无论是什么机制，都是从所有的键值对中挑选合适的淘汰。

在哪里开始淘汰数据

redis 每服务客户端执行一个命令的时候，会检测使用的内存是否超额。如果超额，即进行数据淘汰。

// 执行命令
int processCommand(redisClient *c) {
    ......
    // 内存超额
    /* Handle the maxmemory directive.
    *
    * First we try to free some memory if possible (if there are volatile
    * keys in the dataset). If there are not the only thing we can do
    * is returning an error. */
    if (server.maxmemory) {
        int retval = freeMemoryIfNeeded();
        if ((c->cmd->flags & REDIS_CMD_DENYOOM) && retval == REDIS_ERR) {
            flagTransaction(c);
            addReply(c, shared.oomerr);
            return REDIS_OK;
        }
    }
    ......

—————

待办事项
**a)** 根据网页摘录中的代码注释，在处理 maxmemory 时，为什么有时只能向客户端返回错误？
**b)** 把数据行从第一行起、直到含有“[314,590,553,871]”的那一行为止（两端都包括）改写成 Markdown 表格，两列分别命名为“序号”和“内容”，跳过空行。

源数据
—————

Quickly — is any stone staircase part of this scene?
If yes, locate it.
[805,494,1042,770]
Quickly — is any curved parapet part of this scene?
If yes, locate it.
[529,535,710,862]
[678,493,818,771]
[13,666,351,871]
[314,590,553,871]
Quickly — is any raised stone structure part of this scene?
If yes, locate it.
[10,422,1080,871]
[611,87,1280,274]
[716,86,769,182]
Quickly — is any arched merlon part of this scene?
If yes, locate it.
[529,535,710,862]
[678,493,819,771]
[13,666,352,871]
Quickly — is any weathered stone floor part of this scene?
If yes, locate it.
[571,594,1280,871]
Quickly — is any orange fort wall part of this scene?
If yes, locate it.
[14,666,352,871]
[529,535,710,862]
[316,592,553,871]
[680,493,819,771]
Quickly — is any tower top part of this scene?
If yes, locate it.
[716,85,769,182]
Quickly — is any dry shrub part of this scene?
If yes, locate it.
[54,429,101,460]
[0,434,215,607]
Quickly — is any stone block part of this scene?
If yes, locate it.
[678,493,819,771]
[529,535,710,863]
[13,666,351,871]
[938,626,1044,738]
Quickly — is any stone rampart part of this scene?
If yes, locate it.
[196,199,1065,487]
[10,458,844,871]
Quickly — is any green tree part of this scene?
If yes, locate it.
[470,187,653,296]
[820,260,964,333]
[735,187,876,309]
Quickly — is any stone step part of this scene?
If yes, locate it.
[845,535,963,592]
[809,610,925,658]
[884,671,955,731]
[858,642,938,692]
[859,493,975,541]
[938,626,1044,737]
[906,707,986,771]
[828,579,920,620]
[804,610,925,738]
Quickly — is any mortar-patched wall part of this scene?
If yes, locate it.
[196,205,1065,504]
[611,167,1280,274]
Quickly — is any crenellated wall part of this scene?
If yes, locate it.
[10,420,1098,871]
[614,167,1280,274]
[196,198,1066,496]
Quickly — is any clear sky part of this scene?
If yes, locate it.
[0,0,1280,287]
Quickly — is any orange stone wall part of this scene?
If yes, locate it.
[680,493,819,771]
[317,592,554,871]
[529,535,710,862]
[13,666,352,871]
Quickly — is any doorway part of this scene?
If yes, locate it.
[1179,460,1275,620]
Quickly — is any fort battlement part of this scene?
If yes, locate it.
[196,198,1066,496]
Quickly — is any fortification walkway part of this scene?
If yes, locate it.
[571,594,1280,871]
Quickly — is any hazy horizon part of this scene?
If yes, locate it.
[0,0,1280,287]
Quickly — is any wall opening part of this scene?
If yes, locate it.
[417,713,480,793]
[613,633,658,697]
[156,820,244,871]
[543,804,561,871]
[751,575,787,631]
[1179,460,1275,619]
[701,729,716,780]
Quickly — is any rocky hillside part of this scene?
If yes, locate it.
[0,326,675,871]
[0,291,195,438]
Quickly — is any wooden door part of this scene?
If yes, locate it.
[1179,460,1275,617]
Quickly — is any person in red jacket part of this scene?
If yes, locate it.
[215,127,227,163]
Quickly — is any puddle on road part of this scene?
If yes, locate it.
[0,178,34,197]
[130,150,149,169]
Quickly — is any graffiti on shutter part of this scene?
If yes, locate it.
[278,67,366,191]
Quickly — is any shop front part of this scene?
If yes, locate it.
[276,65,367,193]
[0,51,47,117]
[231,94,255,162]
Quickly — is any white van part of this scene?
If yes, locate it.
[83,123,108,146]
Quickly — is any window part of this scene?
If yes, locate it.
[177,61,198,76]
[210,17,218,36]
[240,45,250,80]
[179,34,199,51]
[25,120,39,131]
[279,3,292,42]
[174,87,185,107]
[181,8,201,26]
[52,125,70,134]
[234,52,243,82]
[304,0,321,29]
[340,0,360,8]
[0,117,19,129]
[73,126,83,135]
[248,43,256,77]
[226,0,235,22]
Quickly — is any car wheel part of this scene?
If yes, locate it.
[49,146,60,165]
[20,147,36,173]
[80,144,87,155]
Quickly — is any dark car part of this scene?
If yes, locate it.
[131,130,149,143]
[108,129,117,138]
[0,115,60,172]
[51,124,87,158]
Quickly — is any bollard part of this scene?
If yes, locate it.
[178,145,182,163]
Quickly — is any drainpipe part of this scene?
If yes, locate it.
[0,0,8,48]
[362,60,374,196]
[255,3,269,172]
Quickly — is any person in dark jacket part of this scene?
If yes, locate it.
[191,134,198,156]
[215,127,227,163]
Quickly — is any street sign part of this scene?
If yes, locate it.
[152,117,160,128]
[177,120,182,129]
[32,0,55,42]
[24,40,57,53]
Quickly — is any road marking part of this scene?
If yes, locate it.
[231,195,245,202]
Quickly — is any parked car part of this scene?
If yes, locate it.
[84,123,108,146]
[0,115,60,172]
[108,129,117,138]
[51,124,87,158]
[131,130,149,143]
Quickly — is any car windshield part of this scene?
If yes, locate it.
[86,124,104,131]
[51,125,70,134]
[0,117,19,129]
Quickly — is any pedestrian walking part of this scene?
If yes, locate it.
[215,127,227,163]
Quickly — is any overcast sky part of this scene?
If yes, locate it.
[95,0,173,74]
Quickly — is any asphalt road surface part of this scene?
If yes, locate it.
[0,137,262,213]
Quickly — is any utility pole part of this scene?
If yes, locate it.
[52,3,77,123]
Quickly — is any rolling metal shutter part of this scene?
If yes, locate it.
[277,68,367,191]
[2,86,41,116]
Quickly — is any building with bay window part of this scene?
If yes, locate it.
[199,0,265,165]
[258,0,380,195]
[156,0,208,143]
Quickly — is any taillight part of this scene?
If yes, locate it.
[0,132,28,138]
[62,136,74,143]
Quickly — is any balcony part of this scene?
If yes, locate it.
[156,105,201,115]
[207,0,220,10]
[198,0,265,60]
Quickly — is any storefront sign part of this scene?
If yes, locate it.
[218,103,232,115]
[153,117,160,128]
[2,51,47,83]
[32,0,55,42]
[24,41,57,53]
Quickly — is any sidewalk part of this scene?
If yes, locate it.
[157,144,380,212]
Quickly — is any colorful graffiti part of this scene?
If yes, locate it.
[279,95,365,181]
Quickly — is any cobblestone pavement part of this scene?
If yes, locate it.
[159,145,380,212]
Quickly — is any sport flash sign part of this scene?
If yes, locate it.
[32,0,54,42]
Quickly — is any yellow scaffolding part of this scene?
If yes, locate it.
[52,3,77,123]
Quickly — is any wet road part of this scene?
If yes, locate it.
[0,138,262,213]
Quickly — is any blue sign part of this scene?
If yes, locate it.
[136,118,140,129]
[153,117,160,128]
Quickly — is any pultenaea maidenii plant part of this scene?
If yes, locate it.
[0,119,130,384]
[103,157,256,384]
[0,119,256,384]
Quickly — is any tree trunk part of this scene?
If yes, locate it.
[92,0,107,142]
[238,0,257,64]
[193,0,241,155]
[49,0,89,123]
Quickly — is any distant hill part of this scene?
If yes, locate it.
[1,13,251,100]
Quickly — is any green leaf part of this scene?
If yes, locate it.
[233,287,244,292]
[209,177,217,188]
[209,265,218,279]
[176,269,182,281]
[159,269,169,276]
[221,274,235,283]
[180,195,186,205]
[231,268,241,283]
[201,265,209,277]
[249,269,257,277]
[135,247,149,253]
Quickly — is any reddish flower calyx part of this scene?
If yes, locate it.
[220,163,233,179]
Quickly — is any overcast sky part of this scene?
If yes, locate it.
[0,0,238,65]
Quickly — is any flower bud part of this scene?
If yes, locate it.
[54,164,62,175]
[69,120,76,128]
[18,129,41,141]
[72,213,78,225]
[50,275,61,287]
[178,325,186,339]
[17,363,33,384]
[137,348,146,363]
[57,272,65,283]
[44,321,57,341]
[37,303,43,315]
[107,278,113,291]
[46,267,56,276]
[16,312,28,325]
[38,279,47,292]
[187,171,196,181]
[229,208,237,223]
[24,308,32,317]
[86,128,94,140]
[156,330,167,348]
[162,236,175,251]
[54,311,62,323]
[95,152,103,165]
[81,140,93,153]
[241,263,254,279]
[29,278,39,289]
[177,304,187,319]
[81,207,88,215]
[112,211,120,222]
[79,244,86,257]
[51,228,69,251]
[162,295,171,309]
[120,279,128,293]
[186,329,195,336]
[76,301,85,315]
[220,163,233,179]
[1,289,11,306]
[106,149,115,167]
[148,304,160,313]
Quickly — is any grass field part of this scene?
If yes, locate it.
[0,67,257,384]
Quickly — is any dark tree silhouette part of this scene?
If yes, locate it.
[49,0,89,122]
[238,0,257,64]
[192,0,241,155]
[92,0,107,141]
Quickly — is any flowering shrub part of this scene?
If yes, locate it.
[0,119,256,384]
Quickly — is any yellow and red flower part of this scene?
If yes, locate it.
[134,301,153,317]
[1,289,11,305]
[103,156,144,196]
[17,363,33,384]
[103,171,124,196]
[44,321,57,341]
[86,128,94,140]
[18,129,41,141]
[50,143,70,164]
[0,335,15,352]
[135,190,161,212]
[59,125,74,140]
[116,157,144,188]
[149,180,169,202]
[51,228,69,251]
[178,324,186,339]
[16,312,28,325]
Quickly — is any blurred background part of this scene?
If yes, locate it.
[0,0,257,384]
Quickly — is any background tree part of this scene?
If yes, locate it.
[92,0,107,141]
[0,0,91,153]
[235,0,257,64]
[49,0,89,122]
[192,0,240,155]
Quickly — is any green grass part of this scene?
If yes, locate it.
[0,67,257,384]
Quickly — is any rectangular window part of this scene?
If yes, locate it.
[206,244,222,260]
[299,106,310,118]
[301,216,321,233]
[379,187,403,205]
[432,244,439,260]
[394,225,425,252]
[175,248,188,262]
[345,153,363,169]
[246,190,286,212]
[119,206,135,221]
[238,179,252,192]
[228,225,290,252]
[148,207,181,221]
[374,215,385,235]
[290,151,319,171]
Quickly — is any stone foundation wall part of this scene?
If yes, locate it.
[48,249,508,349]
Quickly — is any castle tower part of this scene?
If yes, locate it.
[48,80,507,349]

—————

逐题答案
**a)** 注释说明，只要数据集中存在 volatile 键，就会先尝试释放一些内存。如果没有这样的键，唯一能做的就是返回错误。

**b)**
| 序号 | 内容 |
|---|---|
| 1 | Quickly — is any stone staircase part of this scene? |
| 2 | If yes, locate it. |
| 3 | [805,494,1042,770] |
| 4 | Quickly — is any curved parapet part of this scene? |
| 5 | If yes, locate it. |
| 6 | [529,535,710,862] |
| 7 | [678,493,818,771] |
| 8 | [13,666,351,871] |
| 9 | [314,590,553,871] |